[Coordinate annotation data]
---*---
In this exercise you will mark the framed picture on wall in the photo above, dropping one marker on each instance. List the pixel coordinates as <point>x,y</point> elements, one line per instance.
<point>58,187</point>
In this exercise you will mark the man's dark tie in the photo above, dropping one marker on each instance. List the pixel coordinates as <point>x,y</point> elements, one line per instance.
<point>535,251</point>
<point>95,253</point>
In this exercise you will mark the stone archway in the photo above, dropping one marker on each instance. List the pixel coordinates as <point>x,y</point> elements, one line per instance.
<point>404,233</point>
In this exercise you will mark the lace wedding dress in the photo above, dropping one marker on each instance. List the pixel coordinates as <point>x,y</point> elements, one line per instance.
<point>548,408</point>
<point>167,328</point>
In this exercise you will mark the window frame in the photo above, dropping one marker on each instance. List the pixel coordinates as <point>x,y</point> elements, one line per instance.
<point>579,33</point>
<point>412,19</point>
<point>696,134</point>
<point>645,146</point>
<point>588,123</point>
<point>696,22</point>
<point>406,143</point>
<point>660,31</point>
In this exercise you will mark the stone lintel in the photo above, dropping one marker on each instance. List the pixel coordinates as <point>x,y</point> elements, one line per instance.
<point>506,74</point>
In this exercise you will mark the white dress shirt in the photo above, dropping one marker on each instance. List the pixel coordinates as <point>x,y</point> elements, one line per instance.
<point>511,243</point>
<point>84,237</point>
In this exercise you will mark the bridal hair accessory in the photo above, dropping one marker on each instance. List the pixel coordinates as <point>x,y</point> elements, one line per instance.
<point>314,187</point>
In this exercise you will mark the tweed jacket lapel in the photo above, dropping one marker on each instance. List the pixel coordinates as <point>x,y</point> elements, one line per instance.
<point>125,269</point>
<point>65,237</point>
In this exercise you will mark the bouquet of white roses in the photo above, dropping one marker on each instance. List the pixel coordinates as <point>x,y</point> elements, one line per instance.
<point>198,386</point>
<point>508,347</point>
---*---
# STATED GOAL
Copy all of the data above word for word, keeping every line the same and in the same order.

# EXPECTED ANSWER
In this exercise you will mark the framed picture on wall in the photo above, dropping one marker on each instance. List the pixel coordinates as <point>x,y</point> elements, one line per instance.
<point>58,187</point>
In this exercise you will mark the man's dark tie in the photo above, dropping one marker on each instance. List the pixel coordinates as <point>x,y</point> elements, one line per instance.
<point>535,251</point>
<point>95,253</point>
In this exercise you will mark the stone archway in the photo above, dropping one marker on each instance. List the pixel coordinates as <point>x,y</point> elements, one line per instance.
<point>404,233</point>
In this exercise you will mark the lace wedding dress in the photo above, dropping one marker on each instance. List the pixel coordinates as <point>x,y</point> elements, one line per instance.
<point>548,408</point>
<point>167,328</point>
In this exercise you will mark the window frame in the photo above, dropping one marker on each instance. List the pixel coordinates as <point>x,y</point> elements, one line per instance.
<point>579,33</point>
<point>412,19</point>
<point>696,134</point>
<point>645,146</point>
<point>588,123</point>
<point>696,22</point>
<point>406,143</point>
<point>660,31</point>
In this exercise you will mark the stone lintel in the photo above, dropping one marker on each instance. List the pixel coordinates as <point>x,y</point> elements, one line per instance.
<point>506,74</point>
In this exercise you will mark the white dress shirt in the photo above, dropping one marker on each instance. List the pixel coordinates as <point>x,y</point> elements, one line per instance.
<point>511,243</point>
<point>84,237</point>
In this exercise you will mark the bridal hair accessory in the photo above, dropping one marker on each instance. List the pixel coordinates as <point>x,y</point> elements, one line per instance.
<point>314,187</point>
In this exercise you will mark the tweed jacket lapel in the photo above, dropping one marker on each instance. List the pixel coordinates as <point>x,y</point> elements, one line per instance.
<point>125,269</point>
<point>65,237</point>
In this exercise you will mark the bouquet of white roses in the photo above, dropping one marker on each instance. List the pixel coordinates as <point>x,y</point> elements, one line per instance.
<point>198,386</point>
<point>508,347</point>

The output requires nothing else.